***** PASSAGE *****
How’d the concept for the video come about, and how long did it take to shoot and come together?

We did it in a day. It was electrifying fun. I can’t remember if it was my idea or my girl Allison (Laakko)’s idea, but whoever said, “Let’s cram as much as we can through the hole of a 45-inch wins the day. You’d be surprised how many things fit through a baby record! We filmed it in a flurry and I edited it that night and, presto, we have one of my favorite videos the High Strung has yet to do.

Correct me if I’m wrong, but Quiet Riots is the band’s first album since fellow vocalist-guitarist/founding member Mark Owen rejoined the band. What’s it been like having him back and sharing vocal duties?

It’s been wonderful. He’s been a complete shot in the arm. Because here he’s coming to us with the energy of someone who hasn’t made a proper studio album in some 12 years. In a way Mark has been the fountain of youth for this band. And for me, to have an artistic soul-mate back in the lineup, to have a fella who brings songs to the table, a songwriter who I trust/adore/look up to. It’s been electric.

How do you balance being a fiction author with fronting such a well-known and regarded indie rock band?

Well, it’s a juggling act to be sure. It’s not easy stepping from one artistic sphere to the next. You kinda gotta wiggle your way in and out of both. It’s not even easy leaping form a novel to a short story, let alone a novel to an album. That said, it’s something I’ve gotten very good at. Even on the drive to practice I know how to get myself into a musical space, usually having just left a writing session at home. The key is to find the time. A mantra I try to live by is there is enough time in the day. So long as you do a little bit of your book and a little bit of your album every day, both projects get done a lot sooner than you would’ve thought heading into them.

As a horror author, what scares you, and how does that fuel your writing?

A lot scares me. I’ve been blessed with a certain arrested development that keeps me, to this day, afraid of the dark, of demons, of ghosts, of creaking homes and distant voices. The side of me that, late at night, rushed up the stairs to my bedroom as a kid, that side is still totally intact. And the second an idea chills me? I jot it down. But the truth is, in music and in writing novels, it’s all how you do it, right? If we told each other the plots for our all-time favorite books, well, some of them would sound flat or even, gasp, boring. But they’re our favorites for what went into them. So I try very hard to maintain that fear I feel at the head of every project through to the end.

Tell me about your writing process in the sense of switching hats from songwriter to novelist. When an idea comes to mind, how do you approach whether to develop it into lyrics or into a short story or novel?

It used to be that a big idea became a novel and a small quip of a concept became a song. Then I started writing short stories and the songwriting output suffered somewhat for that. I’m still juggling all that right now, trying to determine which ideas go where. But having Mark back in the band, someone to write songs with, all the new songs, changes that, too. Him and I will get thrilled by a scenario first, then it’s up to us flesh it out from there. But songs tend to be more nebulous than a book, right? A book kinda sticks to the plot, or perhaps the conceit, even a far-out book, whereas a song can mention the scenario once and bolt into the surreal rather easily from there.

What was it like to see your first published novel adapted into a film, especially one featuring such a prominent cast?
***** DATASET EXTRACT *****
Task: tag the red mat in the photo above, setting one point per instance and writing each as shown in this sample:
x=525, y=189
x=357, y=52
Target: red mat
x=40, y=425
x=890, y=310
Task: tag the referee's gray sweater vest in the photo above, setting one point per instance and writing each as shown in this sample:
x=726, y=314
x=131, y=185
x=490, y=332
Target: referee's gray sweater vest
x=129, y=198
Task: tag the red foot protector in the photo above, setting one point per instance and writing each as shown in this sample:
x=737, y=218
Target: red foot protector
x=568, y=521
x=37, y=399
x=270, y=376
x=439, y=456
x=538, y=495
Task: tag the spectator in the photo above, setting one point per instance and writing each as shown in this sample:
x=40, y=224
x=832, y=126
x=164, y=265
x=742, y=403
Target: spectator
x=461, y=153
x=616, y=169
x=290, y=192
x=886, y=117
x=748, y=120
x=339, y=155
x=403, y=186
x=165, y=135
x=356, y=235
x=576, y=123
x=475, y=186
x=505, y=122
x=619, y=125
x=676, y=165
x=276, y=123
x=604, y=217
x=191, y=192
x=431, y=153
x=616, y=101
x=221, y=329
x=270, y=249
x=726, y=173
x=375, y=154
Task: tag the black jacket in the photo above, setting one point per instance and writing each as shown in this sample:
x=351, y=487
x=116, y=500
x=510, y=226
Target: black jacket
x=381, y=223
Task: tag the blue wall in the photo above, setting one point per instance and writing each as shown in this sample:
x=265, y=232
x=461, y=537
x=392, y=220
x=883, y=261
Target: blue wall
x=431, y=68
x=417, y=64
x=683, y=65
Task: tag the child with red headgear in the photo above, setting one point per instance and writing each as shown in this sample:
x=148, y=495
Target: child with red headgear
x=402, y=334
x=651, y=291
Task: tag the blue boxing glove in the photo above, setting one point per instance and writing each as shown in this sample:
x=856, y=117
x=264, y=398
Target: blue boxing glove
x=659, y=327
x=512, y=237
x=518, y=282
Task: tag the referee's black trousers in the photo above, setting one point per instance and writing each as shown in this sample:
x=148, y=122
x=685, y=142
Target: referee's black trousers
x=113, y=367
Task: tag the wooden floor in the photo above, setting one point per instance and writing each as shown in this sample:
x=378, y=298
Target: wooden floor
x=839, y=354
*****
→ **REQUIRED WORK**
A – Answer these questions from the interview:
(i) How long did it take to make the video?
(ii) About how long had Mark Owen gone without making a proper studio album?
(iii) What mantra does the speaker try to live by?
B – In the interview, shorten the paragraph that begins "Well, it's a juggling act" to two or three sentences, keeping its main facts.
C – Carry on the interview from its last line, in the same question-and-answer style.

→ **OUTPUTS**
A –
(i) A day.
(ii) Some 12 years.
(iii) There is enough time in the day.

B – Moving between writing fiction and fronting the band is a hard juggling act, but the speaker has gotten good at it, even shifting into a musical frame of mind on the drive to practice after a writing session. The key is finding the time: doing a little of the book and a little of the album every day gets both done sooner than expected.

C –
It’s tempting to use the word “surreal”. But nothing will ever be as surreal as the decades I spent fantasizing about such things. In a sense, I lived in a sketch version of this reality for a long time. A living rough draft. And here, now, I’m witnessing the colors and details being filled in in real time. We’re all children of a movie age, anybody born after 1940 really, and so it’s impossible to write a book without seeing it cinematically, right? And while I of course imagined Bird Box as a film, I definitely gave it my all as a book first. I do that with all of them. So rather than “surreal” I’m seeing this experience as a warm, welcome, and amazing next step. Like I’ve stepped onto the fantasy of a floor and have discovered it to be solid footing, after all.

How involved were you in the making process of the Bird Box adaptation?

I wasn’t really. Which is totally fine and has been fine by me from the start. The book was optioned for film before it was published and here it was my first book. Talk about an unknown author, right? So I understood from the start that I had zero “leverage” etc. Now, that said, I’ve been completely welcome throughout the process. Allison and I flew out to LA to meet the producers. Flew to set. Flew to the LA and NYC premieres. Everybody involved, from the actors to the studio, have been incredibly welcoming and I’m forever grateful for it. Also, I’m glad it’s all been in their hands and not mine. Even if I’d directed the movie, starred in it, and wrote the script, it still wouldn’t be the book. So, I’m glad that was all left to Susanne Bier, Sandra Bullock, and Eric Heisserrer. Also, on a related note: I freakin love the movie.

The last few years seem to have seen a resurgence of prestige horror in the mainstream, of the type that is more serious in tone, dread-based, and critically lauded opposed to the immediately preceding schlocky, gore-and-torture, jump scare-focused (e.g. films such as It Follows, The VVitch, Hereditary, A Quiet Place, and the series The Haunting of Hill House). What do you attribute this shift to?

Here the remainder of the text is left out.